- _Passage to read_
Dear Diary: It’s Time To Let Go

 Dear Diary,

    It’s that time of year where you look back and reflect on the year’s experiences, or in my case, a life time of experiences.  I ask myself, “What would be beneficial for me mentally, emotionally, to keep or to give up”.  So I sit and contemplate over the people I’ve met and the things I’ve done and I’ve made up my mind who or what to let go.  I don’t want to say ‘give up’ because I’m not necessarily giving up on anyone.  We just need time apart and if we end up back together then it’s met to be by God’s will.  

    I had a friend that I met almost nineteen years ago.  She was different, strong and weak at the same time.  She wasn’t afraid of anything.  But she acted unstable.  It was like she would go walking on the edge of a bridge not scared of falling.  I found this exciting.  We became instant friends.  But, I ended up being her only friend.  She would get into these deep depressions where she would threaten suicide and lock herself  in her apartment.  Her sister would call me to see if I could get her out.  I eventually did.  I saved her, oh so I thought.  When she got better, we went everywhere together such as go check out the bright Christmas lights or go to the bar for karaoke night.  She made me not afraid.  

    She was reckless.  She booked a one way flight to Lourdes, France, or follow her favorite rockstar around the country.  She had a love hate relationship with her father and mother.  Mostly her mother.  When they died it was like her family foundation came tumbling down and went falling deep into depression.  She was, and still is, afraid that her home, her security, was going away.  Well, recently the house that her parents raised five children in was sold.  A seventy year relic will be torn down.  But, Susan, the memories are immortal.  

    Right now, my dear friend, is close to a psychotic break.  She moved to a midwestern state attempting to start a new life.  Not that long before, she was diagnosed with stage IV cancer.  I’d be telling her that she needs come back home to be near her friends, go on disability so she can get insurance to get doctors to make her feel better and to monitor her illnesses.  But, she is in another state unable to comply to our


wishes.  

    Me, as her friend, am literally sick and tired with this refusal to get help.  I’ve done all I can.  I’m not going to give up.  But, it’s time to let go.  There will be two versions of her that will come back; her spirit or her body.  

Good bye, Susan.  Until we meet again.

- _Task_
Please rewrite the diary entry between "I had a friend" and "me not afraid.", inclusive, putting "trivia night" in place of "karaoke night".

- _Records supplied_
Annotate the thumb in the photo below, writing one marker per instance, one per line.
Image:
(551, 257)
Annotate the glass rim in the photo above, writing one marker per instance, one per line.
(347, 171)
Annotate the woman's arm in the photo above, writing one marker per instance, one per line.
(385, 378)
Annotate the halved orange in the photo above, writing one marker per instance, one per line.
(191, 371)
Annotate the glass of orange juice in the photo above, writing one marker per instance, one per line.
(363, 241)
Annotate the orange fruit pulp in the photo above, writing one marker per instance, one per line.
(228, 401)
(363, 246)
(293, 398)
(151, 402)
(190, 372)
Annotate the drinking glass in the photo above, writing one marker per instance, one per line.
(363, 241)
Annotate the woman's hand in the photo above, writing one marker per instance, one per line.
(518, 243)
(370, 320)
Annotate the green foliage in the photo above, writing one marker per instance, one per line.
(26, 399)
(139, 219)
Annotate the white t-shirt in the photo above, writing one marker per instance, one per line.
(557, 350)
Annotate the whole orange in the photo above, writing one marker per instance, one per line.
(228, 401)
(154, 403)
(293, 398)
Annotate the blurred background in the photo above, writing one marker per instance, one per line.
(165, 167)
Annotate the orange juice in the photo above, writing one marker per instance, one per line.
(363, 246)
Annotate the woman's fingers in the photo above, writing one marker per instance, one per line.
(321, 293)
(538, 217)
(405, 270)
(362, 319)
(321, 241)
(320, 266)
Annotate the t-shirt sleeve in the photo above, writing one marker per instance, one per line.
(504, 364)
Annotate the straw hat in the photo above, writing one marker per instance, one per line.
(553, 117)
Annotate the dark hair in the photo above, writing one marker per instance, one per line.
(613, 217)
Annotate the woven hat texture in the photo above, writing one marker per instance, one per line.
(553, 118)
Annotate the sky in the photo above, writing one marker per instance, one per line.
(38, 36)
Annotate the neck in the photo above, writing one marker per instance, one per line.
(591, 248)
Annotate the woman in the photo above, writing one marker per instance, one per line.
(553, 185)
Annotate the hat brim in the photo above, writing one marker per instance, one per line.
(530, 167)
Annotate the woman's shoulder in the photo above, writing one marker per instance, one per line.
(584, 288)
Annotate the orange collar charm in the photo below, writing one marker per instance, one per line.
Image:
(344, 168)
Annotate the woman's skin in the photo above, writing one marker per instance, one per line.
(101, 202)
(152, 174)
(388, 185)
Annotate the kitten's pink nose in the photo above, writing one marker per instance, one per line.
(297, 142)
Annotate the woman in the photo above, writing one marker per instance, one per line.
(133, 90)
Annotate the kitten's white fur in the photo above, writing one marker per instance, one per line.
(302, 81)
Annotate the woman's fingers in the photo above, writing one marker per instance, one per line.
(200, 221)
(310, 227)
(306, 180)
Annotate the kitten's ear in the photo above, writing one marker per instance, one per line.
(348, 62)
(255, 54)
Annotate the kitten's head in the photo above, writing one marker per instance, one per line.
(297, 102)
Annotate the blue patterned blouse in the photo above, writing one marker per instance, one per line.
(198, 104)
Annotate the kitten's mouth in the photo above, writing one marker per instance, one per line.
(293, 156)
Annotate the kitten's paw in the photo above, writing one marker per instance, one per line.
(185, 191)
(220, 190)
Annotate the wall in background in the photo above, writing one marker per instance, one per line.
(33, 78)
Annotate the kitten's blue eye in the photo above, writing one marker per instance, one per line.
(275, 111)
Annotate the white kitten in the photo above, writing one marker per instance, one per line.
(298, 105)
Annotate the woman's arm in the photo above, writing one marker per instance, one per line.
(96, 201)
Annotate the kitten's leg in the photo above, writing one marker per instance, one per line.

- _Answer space_
I had a friend that I met almost nineteen years ago.  She was different, strong and weak at the same time.  She wasn’t afraid of anything.  But she acted unstable.  It was like she would go walking on the edge of a bridge not scared of falling.  I found this exciting.  We became instant friends.  But, I ended up being her only friend.  She would get into these deep depressions where she would threaten suicide and lock herself  in her apartment.  Her sister would call me to see if I could get her out.  I eventually did.  I saved her, oh so I thought.  When she got better, we went everywhere together such as go check out the bright Christmas lights or go to the bar for trivia night.  She made me not afraid.